The exercise » Turn every line of the entries below into a JSON list of strings, one string per line, skipping blank lines and leaving out the pictures.

---+---

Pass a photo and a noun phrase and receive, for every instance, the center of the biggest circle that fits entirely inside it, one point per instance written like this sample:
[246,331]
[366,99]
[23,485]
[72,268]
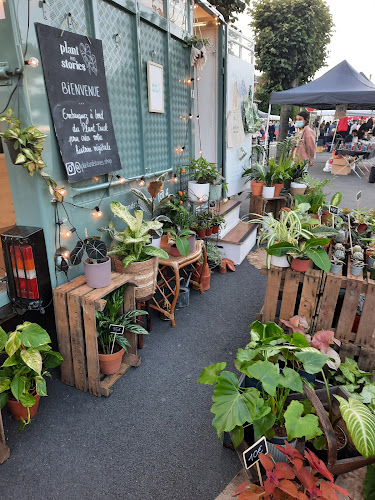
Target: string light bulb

---+---

Expected answer »
[
  "Pass a photo and a noun phrase and receive, for every instance, the center of the biggest circle that fits entirely inside it, one point per instance written like this sample:",
  "[246,331]",
  "[366,99]",
  "[23,485]",
  "[72,268]",
  "Target: string light bulb"
]